=== DATA EXTRACTS ===
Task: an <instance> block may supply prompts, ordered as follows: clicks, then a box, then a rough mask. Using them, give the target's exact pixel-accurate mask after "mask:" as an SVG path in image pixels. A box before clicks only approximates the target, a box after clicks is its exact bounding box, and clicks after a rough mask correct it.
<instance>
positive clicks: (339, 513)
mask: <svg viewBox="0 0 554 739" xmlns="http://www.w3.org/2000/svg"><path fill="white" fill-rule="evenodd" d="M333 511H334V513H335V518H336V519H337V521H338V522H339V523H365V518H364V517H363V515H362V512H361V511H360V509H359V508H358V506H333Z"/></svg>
===
=== DATA EXTRACTS ===
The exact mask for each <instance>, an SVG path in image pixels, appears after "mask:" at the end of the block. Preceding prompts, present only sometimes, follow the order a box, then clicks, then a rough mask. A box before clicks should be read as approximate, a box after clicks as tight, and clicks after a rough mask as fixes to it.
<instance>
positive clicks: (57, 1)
===
=== DATA EXTRACTS ===
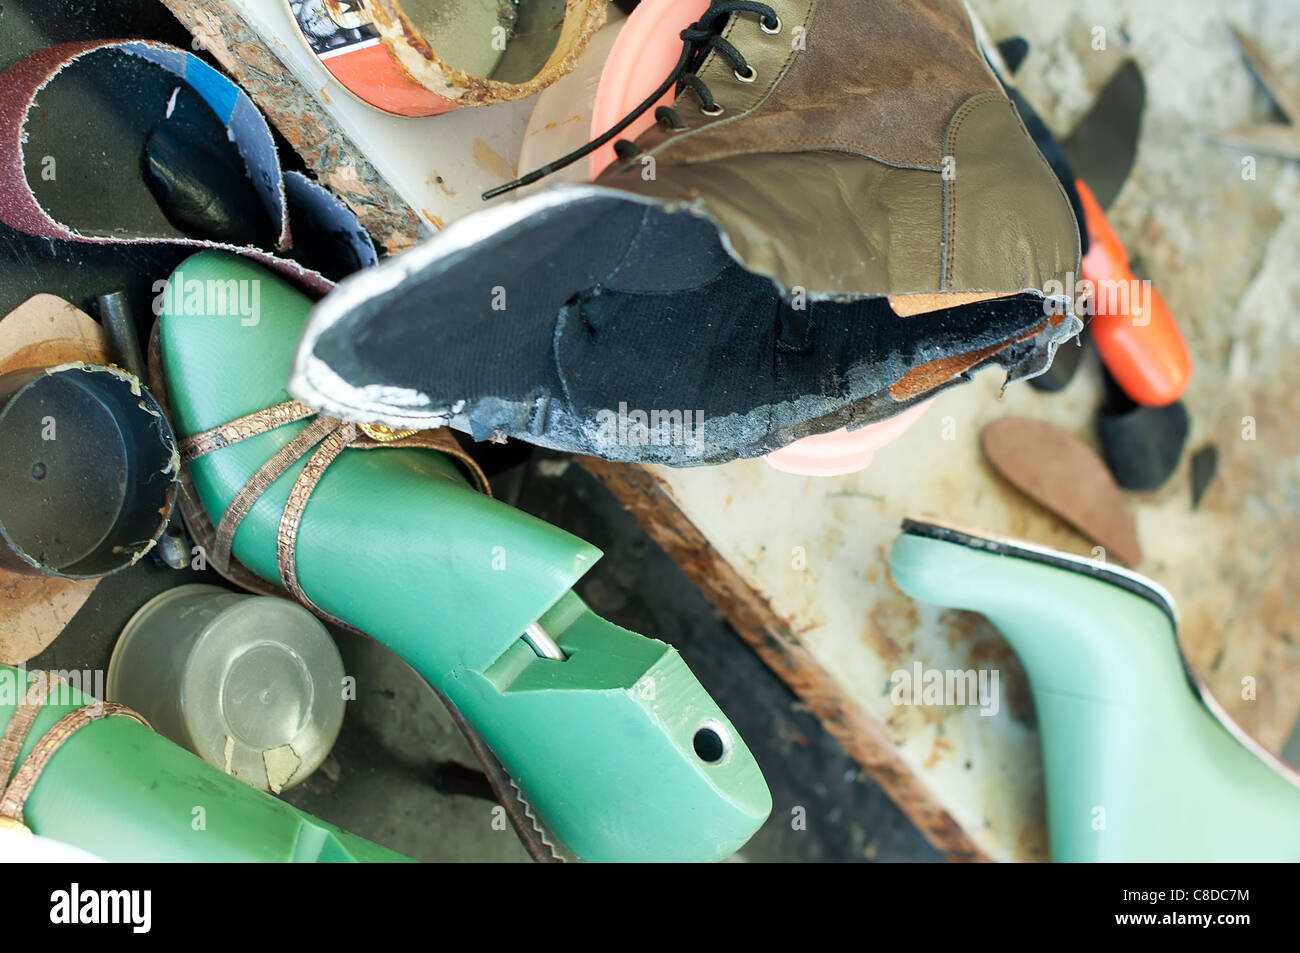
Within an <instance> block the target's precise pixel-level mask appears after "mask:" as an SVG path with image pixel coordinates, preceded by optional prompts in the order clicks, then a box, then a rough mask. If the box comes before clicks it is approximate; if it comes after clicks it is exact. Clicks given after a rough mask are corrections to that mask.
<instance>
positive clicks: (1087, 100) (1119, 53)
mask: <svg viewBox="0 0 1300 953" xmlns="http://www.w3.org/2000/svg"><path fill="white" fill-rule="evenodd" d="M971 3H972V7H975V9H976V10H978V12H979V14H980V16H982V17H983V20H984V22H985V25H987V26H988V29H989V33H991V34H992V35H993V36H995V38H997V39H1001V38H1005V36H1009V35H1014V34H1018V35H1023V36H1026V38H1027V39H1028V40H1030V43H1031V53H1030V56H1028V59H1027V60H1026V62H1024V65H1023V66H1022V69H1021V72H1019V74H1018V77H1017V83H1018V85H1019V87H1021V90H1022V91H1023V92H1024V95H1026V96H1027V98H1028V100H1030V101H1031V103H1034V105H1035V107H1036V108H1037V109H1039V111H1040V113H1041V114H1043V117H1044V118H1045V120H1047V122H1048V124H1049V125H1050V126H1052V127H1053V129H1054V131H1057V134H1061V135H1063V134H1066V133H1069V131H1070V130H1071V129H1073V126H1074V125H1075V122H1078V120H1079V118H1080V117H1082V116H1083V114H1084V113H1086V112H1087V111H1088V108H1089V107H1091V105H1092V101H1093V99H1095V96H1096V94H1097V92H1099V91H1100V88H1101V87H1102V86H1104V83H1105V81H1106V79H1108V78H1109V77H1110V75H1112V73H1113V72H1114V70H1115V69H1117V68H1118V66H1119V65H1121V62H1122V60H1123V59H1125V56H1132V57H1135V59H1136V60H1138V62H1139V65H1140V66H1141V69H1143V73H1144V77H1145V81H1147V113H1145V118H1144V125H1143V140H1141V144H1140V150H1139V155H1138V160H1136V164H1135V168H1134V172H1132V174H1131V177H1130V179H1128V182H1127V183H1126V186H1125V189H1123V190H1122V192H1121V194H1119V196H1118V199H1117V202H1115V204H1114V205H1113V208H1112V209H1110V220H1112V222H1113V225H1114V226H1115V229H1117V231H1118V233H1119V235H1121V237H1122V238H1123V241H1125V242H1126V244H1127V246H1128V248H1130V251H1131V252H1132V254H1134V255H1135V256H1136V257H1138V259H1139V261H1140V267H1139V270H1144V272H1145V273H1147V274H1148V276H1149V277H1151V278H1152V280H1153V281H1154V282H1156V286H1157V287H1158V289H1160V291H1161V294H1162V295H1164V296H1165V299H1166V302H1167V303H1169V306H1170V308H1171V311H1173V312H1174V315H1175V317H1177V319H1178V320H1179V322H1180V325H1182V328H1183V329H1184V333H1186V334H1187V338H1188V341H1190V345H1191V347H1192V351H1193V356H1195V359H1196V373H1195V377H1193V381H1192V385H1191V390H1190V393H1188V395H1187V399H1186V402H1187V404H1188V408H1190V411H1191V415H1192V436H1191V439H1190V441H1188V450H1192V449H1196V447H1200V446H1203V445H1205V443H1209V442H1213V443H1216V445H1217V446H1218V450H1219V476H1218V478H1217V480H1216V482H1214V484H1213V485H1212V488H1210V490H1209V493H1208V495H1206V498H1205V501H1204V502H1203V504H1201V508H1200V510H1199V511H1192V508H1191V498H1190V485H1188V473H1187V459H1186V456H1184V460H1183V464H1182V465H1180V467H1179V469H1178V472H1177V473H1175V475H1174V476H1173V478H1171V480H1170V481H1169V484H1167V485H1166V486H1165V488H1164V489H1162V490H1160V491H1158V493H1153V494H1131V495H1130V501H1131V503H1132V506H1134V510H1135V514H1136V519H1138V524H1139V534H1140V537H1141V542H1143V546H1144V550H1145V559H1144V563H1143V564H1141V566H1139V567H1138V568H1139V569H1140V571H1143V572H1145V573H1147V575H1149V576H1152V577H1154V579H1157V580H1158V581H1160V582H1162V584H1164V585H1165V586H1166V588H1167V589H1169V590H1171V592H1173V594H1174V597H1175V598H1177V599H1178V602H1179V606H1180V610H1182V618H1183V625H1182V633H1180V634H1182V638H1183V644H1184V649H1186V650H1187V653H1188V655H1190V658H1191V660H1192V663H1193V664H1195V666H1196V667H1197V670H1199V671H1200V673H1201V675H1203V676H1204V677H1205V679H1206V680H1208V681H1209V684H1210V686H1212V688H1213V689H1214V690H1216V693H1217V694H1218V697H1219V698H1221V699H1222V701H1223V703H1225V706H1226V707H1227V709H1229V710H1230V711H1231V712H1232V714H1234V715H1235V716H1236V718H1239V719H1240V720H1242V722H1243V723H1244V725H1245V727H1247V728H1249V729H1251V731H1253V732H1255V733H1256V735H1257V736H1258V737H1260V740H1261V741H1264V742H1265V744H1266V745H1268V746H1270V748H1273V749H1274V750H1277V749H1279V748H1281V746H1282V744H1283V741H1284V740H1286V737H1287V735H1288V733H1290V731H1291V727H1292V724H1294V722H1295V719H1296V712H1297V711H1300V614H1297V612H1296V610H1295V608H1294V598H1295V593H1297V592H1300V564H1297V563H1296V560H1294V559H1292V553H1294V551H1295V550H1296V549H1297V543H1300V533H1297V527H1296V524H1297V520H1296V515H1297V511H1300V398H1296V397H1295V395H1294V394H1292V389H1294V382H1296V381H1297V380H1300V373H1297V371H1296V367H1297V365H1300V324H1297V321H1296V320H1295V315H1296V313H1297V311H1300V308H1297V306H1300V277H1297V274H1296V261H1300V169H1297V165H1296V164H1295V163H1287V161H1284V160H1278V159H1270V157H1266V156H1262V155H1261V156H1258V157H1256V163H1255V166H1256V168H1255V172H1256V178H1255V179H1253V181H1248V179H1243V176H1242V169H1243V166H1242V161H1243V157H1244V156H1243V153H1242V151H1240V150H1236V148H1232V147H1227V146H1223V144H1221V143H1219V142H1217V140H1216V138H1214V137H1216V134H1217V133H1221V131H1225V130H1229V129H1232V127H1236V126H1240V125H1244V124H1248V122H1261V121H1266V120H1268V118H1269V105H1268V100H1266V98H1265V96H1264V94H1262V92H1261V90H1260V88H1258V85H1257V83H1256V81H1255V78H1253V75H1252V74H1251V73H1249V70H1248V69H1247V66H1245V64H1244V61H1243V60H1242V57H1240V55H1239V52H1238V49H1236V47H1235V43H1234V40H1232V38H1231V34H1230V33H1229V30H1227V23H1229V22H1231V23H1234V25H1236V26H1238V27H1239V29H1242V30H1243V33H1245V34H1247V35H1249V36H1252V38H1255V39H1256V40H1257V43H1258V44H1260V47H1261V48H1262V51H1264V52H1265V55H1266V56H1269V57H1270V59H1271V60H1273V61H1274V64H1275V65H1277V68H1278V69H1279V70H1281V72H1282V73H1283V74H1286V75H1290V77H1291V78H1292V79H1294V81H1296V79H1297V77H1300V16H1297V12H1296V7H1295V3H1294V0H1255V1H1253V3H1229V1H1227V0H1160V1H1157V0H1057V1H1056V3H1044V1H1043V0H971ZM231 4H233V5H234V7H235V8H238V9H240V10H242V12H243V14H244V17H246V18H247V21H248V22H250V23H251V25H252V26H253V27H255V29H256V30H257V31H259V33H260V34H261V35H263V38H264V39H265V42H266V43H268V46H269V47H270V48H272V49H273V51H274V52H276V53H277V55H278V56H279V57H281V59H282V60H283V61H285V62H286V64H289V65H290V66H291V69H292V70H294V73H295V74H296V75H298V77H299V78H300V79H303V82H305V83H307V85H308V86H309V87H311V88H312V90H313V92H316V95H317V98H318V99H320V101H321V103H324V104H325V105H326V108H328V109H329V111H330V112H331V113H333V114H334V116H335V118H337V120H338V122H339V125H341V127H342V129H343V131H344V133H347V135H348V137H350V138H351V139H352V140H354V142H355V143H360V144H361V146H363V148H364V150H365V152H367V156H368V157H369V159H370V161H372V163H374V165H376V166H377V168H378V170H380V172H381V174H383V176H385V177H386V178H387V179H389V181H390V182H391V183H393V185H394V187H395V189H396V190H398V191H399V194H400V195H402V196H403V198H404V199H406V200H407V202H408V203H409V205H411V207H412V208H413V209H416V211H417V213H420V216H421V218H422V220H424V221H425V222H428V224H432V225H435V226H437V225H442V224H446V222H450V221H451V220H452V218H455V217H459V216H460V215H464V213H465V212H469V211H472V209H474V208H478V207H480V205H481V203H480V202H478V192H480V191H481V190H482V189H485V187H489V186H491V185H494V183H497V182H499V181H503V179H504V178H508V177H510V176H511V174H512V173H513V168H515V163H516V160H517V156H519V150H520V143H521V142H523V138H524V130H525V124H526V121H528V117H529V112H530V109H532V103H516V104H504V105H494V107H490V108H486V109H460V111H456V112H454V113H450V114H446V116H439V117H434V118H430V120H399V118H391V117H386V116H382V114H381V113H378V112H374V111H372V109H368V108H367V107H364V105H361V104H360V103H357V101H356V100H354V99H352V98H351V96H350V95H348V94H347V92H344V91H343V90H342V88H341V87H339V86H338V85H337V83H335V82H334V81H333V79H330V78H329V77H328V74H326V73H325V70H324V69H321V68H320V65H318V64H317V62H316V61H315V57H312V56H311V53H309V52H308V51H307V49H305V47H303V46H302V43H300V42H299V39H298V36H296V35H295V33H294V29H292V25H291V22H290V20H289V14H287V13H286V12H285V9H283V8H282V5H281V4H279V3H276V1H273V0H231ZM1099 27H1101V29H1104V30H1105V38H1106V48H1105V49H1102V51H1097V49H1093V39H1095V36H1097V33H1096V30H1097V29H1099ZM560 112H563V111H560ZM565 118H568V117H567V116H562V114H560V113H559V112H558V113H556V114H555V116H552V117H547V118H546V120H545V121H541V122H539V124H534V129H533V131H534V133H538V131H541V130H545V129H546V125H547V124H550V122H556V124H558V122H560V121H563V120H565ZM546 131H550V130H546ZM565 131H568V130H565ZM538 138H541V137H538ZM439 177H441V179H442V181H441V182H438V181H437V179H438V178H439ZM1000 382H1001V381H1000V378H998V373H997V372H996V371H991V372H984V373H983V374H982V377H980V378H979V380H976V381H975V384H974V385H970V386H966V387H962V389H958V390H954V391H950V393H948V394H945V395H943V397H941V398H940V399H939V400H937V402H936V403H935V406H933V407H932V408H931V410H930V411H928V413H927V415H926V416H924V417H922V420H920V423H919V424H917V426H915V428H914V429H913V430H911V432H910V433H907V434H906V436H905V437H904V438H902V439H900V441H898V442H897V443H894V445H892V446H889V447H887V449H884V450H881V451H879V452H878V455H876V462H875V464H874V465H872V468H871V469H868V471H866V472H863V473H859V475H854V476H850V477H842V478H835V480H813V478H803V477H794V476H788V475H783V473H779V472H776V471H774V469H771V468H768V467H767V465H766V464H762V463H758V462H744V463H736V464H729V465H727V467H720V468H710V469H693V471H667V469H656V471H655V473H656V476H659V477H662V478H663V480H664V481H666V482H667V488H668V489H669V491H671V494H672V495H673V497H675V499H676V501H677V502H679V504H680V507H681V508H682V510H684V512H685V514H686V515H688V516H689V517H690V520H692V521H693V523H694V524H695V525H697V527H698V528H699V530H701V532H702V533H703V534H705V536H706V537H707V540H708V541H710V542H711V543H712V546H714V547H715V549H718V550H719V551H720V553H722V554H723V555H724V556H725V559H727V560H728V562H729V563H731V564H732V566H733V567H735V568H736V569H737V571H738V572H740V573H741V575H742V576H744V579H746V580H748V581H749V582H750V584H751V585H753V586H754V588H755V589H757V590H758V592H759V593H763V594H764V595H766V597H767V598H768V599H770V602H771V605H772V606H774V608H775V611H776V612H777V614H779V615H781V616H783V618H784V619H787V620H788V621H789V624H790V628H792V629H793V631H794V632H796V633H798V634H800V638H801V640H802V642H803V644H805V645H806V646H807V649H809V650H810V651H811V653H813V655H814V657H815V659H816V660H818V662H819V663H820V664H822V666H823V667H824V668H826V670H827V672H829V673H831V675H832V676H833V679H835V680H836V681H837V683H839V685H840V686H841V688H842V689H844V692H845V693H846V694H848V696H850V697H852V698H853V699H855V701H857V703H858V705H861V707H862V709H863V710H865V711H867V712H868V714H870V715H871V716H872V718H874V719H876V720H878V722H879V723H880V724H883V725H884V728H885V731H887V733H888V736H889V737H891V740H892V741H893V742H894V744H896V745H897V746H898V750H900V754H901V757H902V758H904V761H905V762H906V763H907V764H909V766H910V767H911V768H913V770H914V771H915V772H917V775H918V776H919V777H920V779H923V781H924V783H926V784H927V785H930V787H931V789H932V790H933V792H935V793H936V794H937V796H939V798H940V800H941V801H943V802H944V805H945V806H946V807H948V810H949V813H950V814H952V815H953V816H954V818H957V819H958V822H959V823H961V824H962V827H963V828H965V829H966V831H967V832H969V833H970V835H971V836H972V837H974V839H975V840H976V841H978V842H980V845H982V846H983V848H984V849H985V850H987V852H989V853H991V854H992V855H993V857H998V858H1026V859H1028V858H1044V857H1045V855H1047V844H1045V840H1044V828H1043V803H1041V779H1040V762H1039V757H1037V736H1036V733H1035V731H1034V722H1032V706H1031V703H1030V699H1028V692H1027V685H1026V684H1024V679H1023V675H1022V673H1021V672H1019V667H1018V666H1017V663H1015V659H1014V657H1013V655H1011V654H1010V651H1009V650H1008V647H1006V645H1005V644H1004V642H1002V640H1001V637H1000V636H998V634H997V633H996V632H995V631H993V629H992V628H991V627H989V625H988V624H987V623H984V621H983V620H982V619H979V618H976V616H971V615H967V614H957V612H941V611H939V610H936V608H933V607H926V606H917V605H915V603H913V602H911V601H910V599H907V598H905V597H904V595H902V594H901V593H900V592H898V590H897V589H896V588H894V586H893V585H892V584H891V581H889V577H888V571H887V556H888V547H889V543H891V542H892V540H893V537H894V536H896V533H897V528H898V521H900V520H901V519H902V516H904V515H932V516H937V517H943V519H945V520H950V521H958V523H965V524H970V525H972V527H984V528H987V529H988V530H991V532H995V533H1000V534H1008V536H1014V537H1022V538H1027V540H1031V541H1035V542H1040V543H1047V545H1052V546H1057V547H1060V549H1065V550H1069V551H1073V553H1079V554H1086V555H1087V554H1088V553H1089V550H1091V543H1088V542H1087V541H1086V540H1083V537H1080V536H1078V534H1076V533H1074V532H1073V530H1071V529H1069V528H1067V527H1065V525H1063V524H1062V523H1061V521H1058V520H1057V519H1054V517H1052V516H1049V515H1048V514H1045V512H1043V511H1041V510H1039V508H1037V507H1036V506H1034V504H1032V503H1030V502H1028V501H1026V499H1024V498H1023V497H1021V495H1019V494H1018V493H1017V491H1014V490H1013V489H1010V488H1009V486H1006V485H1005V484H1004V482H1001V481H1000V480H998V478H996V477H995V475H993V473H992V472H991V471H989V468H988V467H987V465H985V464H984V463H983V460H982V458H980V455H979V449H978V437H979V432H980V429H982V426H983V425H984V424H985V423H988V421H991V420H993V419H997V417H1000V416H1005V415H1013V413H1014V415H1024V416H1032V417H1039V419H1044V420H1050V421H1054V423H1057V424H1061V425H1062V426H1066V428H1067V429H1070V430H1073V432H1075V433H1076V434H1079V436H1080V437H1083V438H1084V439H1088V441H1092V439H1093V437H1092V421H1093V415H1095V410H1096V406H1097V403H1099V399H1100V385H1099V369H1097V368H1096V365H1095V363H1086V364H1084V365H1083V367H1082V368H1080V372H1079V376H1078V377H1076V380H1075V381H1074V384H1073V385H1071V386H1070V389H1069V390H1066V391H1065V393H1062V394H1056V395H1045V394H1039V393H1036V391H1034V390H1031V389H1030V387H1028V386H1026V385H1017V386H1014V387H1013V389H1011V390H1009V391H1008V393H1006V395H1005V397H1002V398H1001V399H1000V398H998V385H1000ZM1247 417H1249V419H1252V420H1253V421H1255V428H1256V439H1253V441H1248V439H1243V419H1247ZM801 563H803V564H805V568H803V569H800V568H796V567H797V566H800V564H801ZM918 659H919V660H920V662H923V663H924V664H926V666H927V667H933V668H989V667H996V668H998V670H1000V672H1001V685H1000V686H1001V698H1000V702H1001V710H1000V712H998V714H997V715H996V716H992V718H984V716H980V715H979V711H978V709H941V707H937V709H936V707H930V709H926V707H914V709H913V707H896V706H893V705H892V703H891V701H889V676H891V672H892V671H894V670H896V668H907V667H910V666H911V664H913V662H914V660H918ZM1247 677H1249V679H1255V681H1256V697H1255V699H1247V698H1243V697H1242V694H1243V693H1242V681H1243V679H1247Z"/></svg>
===
◆ WORK TO BE COMPLETED: Return the span of lines in the data above that opens at the line with "The exact mask" and closes at the line with "positive clicks: (57, 1)", exactly, ends included, nothing else.

◆ RESULT OF THE EXERCISE:
The exact mask for each <instance>, an SVG path in image pixels, appears after "mask:" at the end of the block. Preceding prompts, present only sometimes, follow the order a box, then clicks, then a rough mask. A box before clicks should be read as approximate, a box after clicks as tight, and clicks after a rough mask as fixes to it.
<instance>
positive clicks: (57, 1)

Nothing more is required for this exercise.